-- Start Document excerpt --
Leading up to the summer of 2007, Nataliya Vasilyeva spent $1,000 and dozens of hours applying for the opportunity to clean hotel rooms for near minimum wage. In Ukraine, the cost to apply would equal one family’s annual salary, not including a plane ticket across the world and back.

“You gain work experience, language experience, cultural experience,” said Vasilyeva, justifying the challenges as so many other foreign students have done. “Then you get to travel. The intention was not to save money, but to get an experience, pay for it, and go back home.”

The J-1 Visa Program brings students from around the world to the United States to work and travel for a few months. Typically, Door County businesses pay a sponsor organization that handles most of the administration with the State Department. These organizations act as the bridge between a business and both the United States and international state departments.

The program supplies much of Door County’s workforce in the busy summer months, and perhaps more importantly, in the shoulder season when tourism is still high but all the help has gone back to school.
-- End Document excerpt --
-- Start Provided material --
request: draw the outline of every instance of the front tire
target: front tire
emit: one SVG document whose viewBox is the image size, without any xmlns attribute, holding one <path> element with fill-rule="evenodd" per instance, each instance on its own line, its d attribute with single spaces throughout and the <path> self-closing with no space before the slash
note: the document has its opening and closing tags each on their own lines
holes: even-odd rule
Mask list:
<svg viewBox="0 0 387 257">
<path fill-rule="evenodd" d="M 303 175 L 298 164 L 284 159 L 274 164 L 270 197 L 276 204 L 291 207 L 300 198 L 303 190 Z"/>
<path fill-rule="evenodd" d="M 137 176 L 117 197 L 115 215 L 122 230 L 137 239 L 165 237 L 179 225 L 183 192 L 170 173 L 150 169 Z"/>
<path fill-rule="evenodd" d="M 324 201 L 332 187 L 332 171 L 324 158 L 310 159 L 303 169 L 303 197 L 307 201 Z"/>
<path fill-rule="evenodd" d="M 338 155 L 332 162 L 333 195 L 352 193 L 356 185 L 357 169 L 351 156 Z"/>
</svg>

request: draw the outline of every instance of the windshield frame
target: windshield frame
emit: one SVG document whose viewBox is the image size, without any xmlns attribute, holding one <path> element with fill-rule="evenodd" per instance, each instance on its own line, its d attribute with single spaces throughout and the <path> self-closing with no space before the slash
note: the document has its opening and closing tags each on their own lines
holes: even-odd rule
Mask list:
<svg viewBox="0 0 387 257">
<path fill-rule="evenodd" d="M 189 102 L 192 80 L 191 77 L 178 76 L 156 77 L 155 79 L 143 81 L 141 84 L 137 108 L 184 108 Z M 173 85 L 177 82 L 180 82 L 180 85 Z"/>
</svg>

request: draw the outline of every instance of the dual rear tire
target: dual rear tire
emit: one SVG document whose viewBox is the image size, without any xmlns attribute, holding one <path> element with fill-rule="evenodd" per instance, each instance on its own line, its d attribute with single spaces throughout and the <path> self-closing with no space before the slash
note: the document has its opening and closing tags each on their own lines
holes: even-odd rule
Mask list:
-- End Provided material --
**Problem set**
A - Put this sentence from the J-1 visa article into Spanish: "The J-1 Visa Program brings students from around the world to the United States to work and travel for a few months."
B - Write the next few paragraphs of the J-1 visa article, starting after its last sentence.

**Answers to the tasks**
A - El Programa de Visas J-1 trae a estudiantes de todo el mundo a los Estados Unidos para trabajar y viajar durante unos meses.

B -
“Door County is targeting the ones that can stay through that hump of when our students went back to school and into the fall,” said Phil Berndt, membership director at the Door County Visitor Bureau (DCVB). “That was the most desirable part. Without increasing the population, we are able to bring in the help that we need and then they are gone.”

But Vasilyeva never left for good. After two summers under the J-1 program, she applied for a new visa, the F-1, which allowed her to enroll in school in the United States and stay through the entire year.

“I started at NWTC so I could get a hang of American education and English and just transition a little slower,” said Vasilyeva, who was also working overtime in several service industry jobs in northern Door County. “I always wanted to live in the United States. I always had this dream.”

Although she is now juggling job offers from internationally renowned accounting firms, at one point that was a very distant dream.

The visa program is expensive. Most families in Eastern Europe, where a majority of Door County’s visa students hail from today, cannot afford the initial state department fees to get their application off the ground. Once they do, there is the added cost for a plane ticket. Since the United States wants to see proof that a student plans on returning home, students typically buy a round-trip ticket instead of paying as they go and using their summer working funds to get them home. These down payments on the program raise the barrier to entry.

Once they get to the United States, the cost of food, housing and transportation also apply.

“You are getting paid the lowest wage. If you are coming and you are working 40 hours a week, you are not going to make enough money to even pay back the program and the plane ticket,” said Vasilyeva. While anyone else could simply work more to cover that gap in funds, it isn’t so easy for visa students.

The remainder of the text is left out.